*Stated task A:* In the gold leaf repair thread, about how long did the poster wait for the LeFranc oil size to tack?

*Text segment:*
•••

# Gold Leaf Repair



## fauxlynn (Apr 28, 2011)

So, once again... this is part of the job I just started, but it deserves it's own thread. Small part of the job but interesting nonetheless.









This ornament just got a cleaning today. I think the homeowner may want some infilling of leaf where there are 'too many' worn areas.


----------



## fauxlynn (Apr 28, 2011)

This fan over the sink area was cleaned with Windex and a heavy hand....not by me. I'm just going to re-do the whole thing in 23k German gold(because that was what the original is). I will post pics of the process probably next week.


----------



## ReNt A PaInTeR (Dec 28, 2008)

fauxlynn said:


> This fan over the sink area was cleaned with Windex and a heavy hand....not by me. I'm just going to re-do the whole thing in 23k German gold(because that was what the original is). I will post pics of the process probably next week.


Monarch?


----------



## fauxlynn (Apr 28, 2011)

ReNt A PaInTeR said:


> Monarch?


Well somebody has been doing some homework, huh?

I'm not sure if it's Monarch. The designer had the quote from the person that did the work 14 years ago and it just says 23k German Gold Leaf. I use Sepp Leaf in New York, as did the original artist, so they might have records of it,IDK.
There are two other German leafs listed in their catalogue right now, Crocodile and an Extra Heavy, whatever that means,lol.


----------



## fauxlynn (Apr 28, 2011)

I guess it would be helpful to bring this onsite tomorrow....


----------



## fauxlynn (Apr 28, 2011)

Here's what about $120 worth of gold leaf looks like. I applied the LeFranc oil size with a soft brush and waited about 2 1/2 hours for it to tack.









You can see where the 'new gold' is and where it isn't applied yet. The way I am applying this is just by folding back the page of the book to expose the leaf and just pressing it onto the surface, then gently tamping it down with a soft artist brush. *** This is absolutely not the correct technique, but I am on a time crunch. This produces a lot of waste.

•••

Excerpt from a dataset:

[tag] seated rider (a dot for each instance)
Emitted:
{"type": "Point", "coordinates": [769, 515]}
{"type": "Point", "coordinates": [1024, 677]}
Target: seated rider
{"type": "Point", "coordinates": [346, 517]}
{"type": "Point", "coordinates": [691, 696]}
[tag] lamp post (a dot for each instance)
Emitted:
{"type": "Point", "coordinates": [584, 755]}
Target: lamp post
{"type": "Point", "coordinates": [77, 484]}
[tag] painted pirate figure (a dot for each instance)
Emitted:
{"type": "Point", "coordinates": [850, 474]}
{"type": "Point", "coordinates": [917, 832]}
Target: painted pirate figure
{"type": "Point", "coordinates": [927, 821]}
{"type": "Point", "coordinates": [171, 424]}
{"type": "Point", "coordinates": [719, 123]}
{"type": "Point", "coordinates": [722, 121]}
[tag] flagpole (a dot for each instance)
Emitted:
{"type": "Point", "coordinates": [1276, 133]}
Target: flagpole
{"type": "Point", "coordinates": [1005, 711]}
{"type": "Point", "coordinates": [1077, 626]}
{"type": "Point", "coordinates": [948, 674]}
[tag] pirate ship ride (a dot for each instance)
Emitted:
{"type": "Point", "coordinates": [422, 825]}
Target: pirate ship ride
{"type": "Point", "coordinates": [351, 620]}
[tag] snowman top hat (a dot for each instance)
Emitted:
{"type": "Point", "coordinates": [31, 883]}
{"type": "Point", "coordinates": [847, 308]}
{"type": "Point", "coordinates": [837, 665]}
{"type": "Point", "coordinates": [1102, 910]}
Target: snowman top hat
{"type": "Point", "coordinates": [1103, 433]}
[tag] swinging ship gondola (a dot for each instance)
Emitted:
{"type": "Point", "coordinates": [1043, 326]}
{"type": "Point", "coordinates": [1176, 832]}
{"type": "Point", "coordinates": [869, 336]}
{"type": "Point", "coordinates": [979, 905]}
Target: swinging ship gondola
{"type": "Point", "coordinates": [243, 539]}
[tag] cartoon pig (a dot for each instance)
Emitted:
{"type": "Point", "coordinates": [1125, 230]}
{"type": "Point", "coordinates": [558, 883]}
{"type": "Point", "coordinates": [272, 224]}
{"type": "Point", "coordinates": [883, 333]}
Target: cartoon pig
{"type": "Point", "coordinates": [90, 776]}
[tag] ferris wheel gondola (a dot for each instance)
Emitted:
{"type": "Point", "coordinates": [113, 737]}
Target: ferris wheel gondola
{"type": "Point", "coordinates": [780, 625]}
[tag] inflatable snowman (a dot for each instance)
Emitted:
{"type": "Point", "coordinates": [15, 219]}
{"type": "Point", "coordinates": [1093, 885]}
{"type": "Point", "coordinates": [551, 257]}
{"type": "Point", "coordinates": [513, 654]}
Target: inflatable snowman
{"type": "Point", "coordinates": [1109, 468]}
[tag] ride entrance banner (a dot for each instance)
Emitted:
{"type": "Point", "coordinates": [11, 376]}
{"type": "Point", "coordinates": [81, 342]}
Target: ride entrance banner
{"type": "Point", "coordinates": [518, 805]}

•••

*Stated task B:* Reproduce word for word the lines of the records above, starting at the line that contains "[tag] ride entrance" and ending with the final line of the records.

*Full answer A:* About 2 1/2 hours.

*Full answer B:*
[tag] ride entrance banner (a dot for each instance)
Emitted:
{"type": "Point", "coordinates": [11, 376]}
{"type": "Point", "coordinates": [81, 342]}
Target: ride entrance banner
{"type": "Point", "coordinates": [518, 805]}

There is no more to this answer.